"""

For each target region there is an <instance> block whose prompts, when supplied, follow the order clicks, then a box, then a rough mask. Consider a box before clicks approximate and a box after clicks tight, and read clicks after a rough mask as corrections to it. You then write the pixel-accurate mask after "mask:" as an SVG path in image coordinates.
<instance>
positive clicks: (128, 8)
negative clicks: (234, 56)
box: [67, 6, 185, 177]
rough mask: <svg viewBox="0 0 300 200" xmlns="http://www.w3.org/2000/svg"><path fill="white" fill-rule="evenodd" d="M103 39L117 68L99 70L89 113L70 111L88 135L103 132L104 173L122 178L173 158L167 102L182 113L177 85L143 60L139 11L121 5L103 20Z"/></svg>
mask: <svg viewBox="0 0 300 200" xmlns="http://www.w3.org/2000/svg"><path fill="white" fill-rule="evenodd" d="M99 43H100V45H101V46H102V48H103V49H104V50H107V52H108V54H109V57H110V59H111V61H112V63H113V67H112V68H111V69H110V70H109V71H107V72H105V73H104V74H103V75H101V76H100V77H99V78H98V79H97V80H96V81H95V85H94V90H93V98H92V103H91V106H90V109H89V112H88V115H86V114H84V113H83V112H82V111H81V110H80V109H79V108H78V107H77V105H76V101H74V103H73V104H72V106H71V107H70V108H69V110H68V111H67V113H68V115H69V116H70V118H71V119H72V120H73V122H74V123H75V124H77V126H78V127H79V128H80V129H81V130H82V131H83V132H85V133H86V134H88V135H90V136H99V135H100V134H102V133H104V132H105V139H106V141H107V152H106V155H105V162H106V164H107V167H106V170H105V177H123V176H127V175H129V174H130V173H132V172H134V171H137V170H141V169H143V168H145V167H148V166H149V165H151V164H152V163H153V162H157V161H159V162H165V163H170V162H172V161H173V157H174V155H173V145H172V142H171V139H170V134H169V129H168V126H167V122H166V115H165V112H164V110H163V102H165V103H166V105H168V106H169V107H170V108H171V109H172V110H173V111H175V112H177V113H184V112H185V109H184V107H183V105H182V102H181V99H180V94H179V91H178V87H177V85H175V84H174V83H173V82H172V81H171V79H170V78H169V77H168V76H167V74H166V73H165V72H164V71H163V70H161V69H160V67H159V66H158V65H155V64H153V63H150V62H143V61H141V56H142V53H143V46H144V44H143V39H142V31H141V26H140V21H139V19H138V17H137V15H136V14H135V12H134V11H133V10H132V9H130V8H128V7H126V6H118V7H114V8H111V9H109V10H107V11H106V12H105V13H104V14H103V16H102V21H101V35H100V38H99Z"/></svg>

"""

**Problem to work on:**
Produce the lines from the top of the listing through the "box: [67, 6, 185, 177]" line exactly as they appear, with no additional output.

**Answer for the task:**
For each target region there is an <instance> block whose prompts, when supplied, follow the order clicks, then a box, then a rough mask. Consider a box before clicks approximate and a box after clicks tight, and read clicks after a rough mask as corrections to it. You then write the pixel-accurate mask after "mask:" as an SVG path in image coordinates.
<instance>
positive clicks: (128, 8)
negative clicks: (234, 56)
box: [67, 6, 185, 177]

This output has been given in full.